** Prompt **
Reproduce the material without any change, from its first line through the line with "Mark the region", including both of those lines.

── Information given

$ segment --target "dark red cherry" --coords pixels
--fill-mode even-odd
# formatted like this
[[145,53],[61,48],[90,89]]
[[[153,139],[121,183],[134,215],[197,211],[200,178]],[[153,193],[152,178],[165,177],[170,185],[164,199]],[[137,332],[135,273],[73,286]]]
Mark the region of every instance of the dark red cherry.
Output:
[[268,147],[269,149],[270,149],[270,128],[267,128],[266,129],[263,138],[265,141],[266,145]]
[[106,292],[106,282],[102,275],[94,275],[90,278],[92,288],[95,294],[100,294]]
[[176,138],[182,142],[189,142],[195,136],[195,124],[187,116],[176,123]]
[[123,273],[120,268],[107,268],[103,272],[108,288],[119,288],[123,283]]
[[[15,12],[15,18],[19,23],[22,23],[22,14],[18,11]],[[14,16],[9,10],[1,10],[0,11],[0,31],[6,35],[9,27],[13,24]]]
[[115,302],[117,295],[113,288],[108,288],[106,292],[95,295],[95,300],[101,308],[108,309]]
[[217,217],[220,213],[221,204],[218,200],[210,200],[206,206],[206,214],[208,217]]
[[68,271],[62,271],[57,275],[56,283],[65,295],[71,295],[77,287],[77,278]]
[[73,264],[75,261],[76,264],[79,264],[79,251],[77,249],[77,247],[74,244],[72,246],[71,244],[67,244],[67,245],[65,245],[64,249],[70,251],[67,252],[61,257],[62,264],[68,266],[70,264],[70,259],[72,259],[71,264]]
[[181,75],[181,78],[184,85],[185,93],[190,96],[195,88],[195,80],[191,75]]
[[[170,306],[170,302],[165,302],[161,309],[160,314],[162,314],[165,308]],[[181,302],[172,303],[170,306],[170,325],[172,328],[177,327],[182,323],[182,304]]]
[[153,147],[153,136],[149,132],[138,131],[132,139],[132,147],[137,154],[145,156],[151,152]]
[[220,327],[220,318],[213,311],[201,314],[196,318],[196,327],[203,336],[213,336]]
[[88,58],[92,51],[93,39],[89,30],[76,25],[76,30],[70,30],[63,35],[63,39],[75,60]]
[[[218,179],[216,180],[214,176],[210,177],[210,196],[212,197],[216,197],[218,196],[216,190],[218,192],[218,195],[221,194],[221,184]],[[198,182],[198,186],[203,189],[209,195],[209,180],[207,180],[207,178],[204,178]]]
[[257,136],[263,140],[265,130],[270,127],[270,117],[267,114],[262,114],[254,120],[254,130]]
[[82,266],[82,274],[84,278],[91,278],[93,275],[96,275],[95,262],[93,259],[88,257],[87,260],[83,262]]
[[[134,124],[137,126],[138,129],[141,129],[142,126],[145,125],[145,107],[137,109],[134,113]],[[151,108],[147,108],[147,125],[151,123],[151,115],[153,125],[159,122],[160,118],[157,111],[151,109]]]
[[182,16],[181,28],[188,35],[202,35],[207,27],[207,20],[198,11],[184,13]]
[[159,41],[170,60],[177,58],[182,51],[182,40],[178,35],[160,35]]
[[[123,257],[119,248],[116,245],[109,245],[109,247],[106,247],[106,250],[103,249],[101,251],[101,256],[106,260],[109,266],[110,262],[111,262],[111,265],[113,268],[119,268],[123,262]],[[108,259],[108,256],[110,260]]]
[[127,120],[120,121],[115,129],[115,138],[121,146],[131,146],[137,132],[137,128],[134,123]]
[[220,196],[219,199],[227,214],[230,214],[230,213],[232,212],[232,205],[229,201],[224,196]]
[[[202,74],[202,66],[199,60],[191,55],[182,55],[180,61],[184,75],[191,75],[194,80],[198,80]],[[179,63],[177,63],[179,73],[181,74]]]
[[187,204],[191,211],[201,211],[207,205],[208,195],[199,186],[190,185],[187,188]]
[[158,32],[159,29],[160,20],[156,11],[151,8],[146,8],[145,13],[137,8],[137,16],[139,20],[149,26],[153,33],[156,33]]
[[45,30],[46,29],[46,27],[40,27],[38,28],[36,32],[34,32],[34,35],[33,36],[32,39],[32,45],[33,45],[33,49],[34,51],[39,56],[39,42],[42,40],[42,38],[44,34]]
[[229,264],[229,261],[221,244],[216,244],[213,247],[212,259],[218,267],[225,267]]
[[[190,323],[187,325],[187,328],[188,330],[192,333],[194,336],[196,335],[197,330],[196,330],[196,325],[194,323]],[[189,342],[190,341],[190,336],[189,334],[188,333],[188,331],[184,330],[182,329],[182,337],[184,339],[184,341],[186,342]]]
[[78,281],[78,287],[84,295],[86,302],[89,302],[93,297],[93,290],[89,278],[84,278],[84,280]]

────

** Result below **
$ segment --target "dark red cherry" --coords pixels
--fill-mode even-odd
# formatted like this
[[145,53],[61,48],[90,89]]
[[[153,139],[121,183],[134,215],[197,211],[200,178]],[[153,193],[152,178],[165,177],[170,185],[164,199]],[[137,332],[135,273],[73,286]]]
Mark the region of every instance of the dark red cherry.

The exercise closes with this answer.